Content starts

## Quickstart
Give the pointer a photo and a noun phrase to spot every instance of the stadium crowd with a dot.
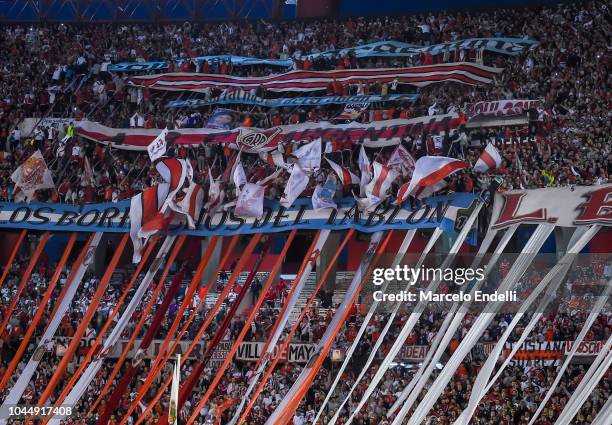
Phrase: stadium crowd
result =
(65, 74)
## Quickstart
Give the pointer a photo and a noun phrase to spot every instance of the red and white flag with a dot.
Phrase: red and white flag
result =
(33, 175)
(366, 171)
(489, 159)
(377, 190)
(298, 181)
(215, 194)
(309, 156)
(344, 174)
(152, 210)
(429, 172)
(273, 158)
(401, 161)
(250, 201)
(157, 148)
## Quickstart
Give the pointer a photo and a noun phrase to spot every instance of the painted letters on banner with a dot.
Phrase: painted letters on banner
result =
(564, 206)
(246, 98)
(503, 45)
(304, 81)
(441, 211)
(501, 108)
(376, 134)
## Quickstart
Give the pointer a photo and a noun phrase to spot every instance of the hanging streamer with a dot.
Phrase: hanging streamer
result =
(416, 314)
(291, 334)
(66, 296)
(447, 330)
(529, 251)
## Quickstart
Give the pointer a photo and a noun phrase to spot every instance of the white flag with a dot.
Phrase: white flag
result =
(298, 181)
(489, 159)
(323, 195)
(33, 175)
(309, 156)
(239, 176)
(157, 148)
(366, 171)
(250, 201)
(401, 161)
(173, 406)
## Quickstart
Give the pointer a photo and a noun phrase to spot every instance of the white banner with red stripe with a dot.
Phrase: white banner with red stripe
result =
(303, 81)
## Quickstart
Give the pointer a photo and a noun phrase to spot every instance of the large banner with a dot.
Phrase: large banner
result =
(503, 45)
(501, 108)
(375, 134)
(245, 98)
(305, 81)
(563, 206)
(248, 351)
(447, 212)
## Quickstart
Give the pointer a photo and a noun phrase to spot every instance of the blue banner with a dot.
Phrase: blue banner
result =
(447, 212)
(245, 98)
(504, 45)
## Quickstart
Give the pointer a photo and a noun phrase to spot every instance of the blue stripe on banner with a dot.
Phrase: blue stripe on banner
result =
(446, 212)
(247, 99)
(503, 45)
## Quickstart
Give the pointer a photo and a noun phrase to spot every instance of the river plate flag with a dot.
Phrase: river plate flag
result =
(429, 171)
(33, 175)
(489, 159)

Content ends

• **Action item**: A single number is required: the count of lines in the material above that contain the word "pointer".

• **Exercise result**: 10